> _About this exercise_: Output the line containing "the white wall.", then every remaining line of the entries below, exactly as written and with no other text.

(Saved entries)
■ ■ ■ ■ ■
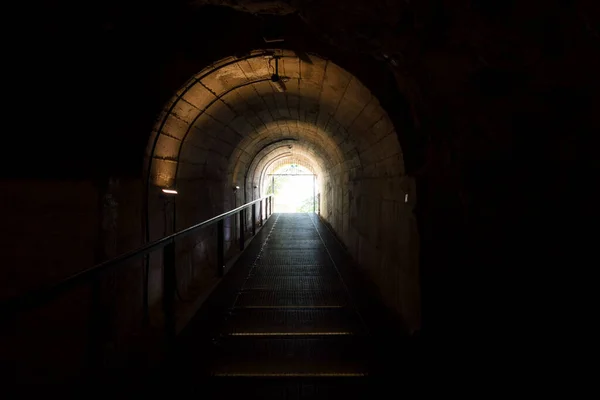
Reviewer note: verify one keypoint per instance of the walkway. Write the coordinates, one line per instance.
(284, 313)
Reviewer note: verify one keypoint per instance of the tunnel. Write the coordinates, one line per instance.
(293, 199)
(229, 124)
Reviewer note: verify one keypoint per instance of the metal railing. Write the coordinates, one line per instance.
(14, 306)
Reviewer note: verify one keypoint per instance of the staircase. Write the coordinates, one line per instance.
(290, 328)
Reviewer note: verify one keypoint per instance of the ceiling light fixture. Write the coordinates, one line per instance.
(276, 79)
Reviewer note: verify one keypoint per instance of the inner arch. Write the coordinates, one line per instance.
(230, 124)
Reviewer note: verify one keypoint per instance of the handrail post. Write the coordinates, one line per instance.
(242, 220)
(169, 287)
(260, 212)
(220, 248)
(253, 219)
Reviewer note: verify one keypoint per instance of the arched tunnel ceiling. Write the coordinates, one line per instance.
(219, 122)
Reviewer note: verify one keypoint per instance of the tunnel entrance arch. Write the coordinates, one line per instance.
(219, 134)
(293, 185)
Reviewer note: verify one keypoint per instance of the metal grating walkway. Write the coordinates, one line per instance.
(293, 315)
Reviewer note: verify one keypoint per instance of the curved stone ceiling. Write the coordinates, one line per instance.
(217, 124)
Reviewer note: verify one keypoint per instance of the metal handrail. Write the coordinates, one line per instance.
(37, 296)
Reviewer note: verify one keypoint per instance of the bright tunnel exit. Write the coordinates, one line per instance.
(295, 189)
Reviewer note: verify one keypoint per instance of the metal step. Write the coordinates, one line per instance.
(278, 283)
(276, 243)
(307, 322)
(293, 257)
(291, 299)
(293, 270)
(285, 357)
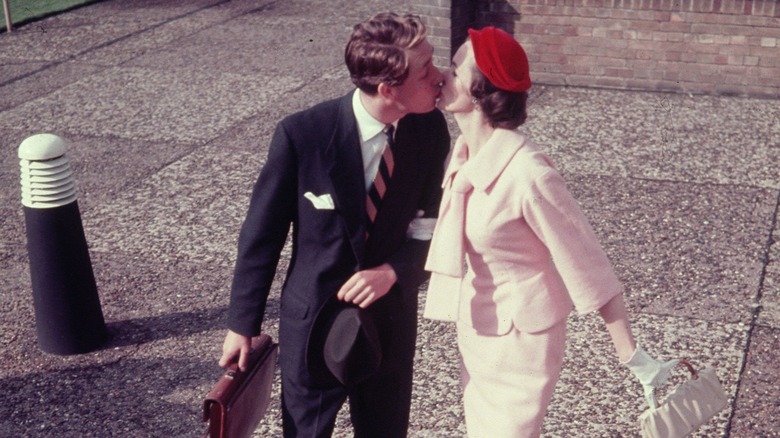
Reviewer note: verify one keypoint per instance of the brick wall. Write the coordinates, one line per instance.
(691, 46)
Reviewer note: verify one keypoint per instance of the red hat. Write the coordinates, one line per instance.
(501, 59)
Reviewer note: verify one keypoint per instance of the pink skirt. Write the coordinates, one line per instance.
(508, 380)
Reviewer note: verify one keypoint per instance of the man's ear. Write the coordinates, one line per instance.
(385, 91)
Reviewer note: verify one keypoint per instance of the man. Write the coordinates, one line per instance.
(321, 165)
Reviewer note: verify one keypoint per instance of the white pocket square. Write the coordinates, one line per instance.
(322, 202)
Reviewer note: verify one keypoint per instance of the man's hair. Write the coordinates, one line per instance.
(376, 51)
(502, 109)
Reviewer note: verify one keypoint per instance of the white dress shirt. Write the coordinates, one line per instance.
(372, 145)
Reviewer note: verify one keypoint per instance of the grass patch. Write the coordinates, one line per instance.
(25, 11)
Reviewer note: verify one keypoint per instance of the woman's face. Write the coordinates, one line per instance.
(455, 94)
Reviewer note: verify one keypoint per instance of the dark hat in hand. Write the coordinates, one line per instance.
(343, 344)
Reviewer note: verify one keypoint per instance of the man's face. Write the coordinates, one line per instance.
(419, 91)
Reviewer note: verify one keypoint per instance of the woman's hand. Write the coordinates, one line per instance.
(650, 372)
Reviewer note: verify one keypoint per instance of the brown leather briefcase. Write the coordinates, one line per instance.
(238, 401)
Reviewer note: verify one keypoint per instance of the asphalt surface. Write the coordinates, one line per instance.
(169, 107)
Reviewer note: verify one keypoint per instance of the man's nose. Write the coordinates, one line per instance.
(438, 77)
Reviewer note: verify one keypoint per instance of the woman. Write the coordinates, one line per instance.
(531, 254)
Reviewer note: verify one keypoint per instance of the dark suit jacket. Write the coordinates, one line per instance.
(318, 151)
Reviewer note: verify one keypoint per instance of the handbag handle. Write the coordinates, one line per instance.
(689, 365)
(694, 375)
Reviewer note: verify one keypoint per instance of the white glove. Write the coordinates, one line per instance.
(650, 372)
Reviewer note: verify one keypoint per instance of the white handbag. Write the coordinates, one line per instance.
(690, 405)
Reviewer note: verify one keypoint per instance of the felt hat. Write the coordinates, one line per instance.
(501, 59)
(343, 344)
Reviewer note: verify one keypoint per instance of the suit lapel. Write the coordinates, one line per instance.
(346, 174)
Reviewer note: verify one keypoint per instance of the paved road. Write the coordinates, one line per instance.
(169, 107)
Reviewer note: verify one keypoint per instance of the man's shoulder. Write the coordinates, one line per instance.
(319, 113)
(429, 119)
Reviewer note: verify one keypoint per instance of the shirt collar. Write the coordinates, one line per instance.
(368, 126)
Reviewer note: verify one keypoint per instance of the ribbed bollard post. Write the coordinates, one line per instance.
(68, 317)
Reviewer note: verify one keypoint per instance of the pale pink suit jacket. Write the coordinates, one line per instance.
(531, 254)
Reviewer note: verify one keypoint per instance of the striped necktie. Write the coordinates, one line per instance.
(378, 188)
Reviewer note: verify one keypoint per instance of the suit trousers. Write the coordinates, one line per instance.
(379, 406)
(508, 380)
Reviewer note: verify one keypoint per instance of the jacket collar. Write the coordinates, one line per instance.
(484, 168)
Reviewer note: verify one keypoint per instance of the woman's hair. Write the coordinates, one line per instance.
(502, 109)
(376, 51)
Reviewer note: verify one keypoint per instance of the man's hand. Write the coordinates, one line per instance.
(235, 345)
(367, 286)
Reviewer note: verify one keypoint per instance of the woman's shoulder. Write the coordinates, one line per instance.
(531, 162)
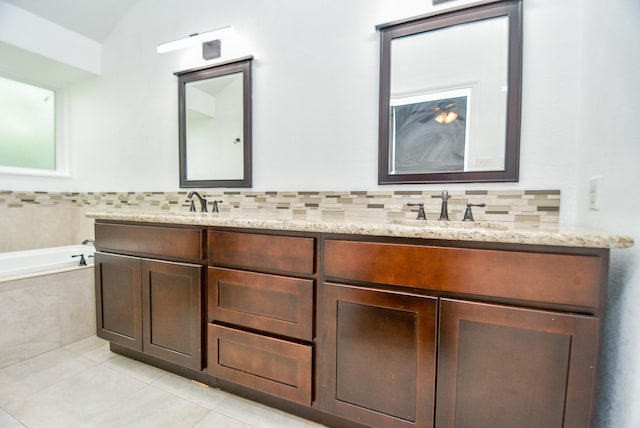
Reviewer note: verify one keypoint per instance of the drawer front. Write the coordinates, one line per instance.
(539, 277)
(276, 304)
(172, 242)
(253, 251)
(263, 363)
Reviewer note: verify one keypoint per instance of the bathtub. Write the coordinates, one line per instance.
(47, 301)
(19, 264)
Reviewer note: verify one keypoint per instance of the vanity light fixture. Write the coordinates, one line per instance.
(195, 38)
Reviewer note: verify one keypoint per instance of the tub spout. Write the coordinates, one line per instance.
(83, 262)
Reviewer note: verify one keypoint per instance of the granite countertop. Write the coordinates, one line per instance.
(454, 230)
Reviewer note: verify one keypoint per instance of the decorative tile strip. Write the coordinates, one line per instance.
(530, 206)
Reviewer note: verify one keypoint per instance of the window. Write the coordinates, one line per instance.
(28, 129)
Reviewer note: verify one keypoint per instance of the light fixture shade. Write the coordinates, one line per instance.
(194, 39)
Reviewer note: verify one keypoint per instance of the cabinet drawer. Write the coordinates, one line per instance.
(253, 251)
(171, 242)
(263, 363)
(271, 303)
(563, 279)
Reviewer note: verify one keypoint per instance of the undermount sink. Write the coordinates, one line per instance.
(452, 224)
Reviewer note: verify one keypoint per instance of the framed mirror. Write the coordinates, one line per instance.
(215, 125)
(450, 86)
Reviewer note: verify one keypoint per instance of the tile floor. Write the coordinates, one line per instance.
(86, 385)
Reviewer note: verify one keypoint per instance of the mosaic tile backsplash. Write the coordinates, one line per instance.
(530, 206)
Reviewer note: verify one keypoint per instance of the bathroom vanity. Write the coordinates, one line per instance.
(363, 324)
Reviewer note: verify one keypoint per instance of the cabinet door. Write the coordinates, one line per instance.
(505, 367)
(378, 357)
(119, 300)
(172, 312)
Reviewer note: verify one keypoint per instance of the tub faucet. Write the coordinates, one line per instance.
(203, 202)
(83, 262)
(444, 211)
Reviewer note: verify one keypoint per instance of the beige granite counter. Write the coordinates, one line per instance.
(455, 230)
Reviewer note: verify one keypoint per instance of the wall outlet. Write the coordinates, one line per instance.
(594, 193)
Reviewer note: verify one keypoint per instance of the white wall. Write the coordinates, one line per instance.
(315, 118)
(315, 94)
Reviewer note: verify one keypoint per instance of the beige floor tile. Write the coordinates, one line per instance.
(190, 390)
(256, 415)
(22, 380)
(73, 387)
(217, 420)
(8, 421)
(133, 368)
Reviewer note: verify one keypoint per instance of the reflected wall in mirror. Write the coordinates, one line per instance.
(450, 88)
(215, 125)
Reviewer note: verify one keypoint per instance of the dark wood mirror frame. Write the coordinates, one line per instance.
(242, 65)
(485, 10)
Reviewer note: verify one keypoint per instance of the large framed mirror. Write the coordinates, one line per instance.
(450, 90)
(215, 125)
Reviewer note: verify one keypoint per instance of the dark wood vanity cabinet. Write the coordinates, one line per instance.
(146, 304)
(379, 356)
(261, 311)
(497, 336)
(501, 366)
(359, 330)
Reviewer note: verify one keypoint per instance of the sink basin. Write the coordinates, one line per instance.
■ ■ ■ ■ ■
> _Output of the task_:
Reviewer note: verify one keypoint per instance of the white wall. Write the coordinates, one line per instance.
(315, 118)
(315, 94)
Reviewer note: verify one keypoint per instance of the beige floor tile. Write the coordinates, one line per instance.
(190, 390)
(256, 415)
(22, 380)
(73, 387)
(217, 420)
(8, 421)
(133, 368)
Reviewer note: verify one keypoint per instance of the reflected wall in mirror. Write the coordinates, one line per instance.
(450, 88)
(215, 125)
Reviewer note: verify one keypoint per instance of the dark wood mirror frame. Write the coordinates, one line per instance.
(242, 65)
(485, 10)
Reviewer note: verify one keypoint per instance of the large framed mirror. Write the coordinates, one line per instance.
(450, 90)
(215, 125)
Reviewer note: verify one keypoint per instance of the dark wood vanity cabinet. Write the coordinates, one line per instance.
(146, 304)
(379, 356)
(261, 311)
(497, 336)
(501, 366)
(359, 330)
Reviewer note: verify one keypoint per instance of the sink basin. Write the coordinates, one line per instance.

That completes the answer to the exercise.